## Records for the exercise
===
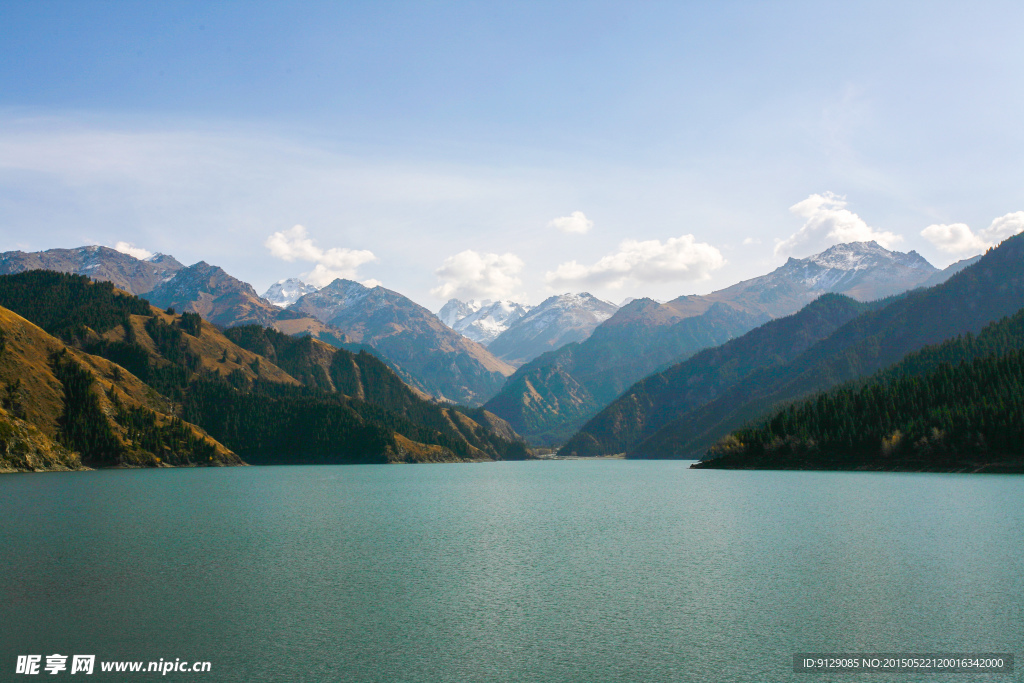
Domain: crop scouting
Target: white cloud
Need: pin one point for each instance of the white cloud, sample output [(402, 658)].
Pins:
[(574, 222), (678, 259), (960, 239), (295, 244), (829, 222), (472, 275), (132, 250)]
===
## Exercise brief
Transcribe the preceding listing in its entirety and with exact wording, leaving out pictures.

## The result
Domain: crop scouting
Target: white cloud
Need: pin one point for each instance of the white cloud, sample output [(402, 658)].
Pins:
[(574, 222), (678, 259), (960, 239), (295, 244), (829, 222), (472, 275), (132, 250)]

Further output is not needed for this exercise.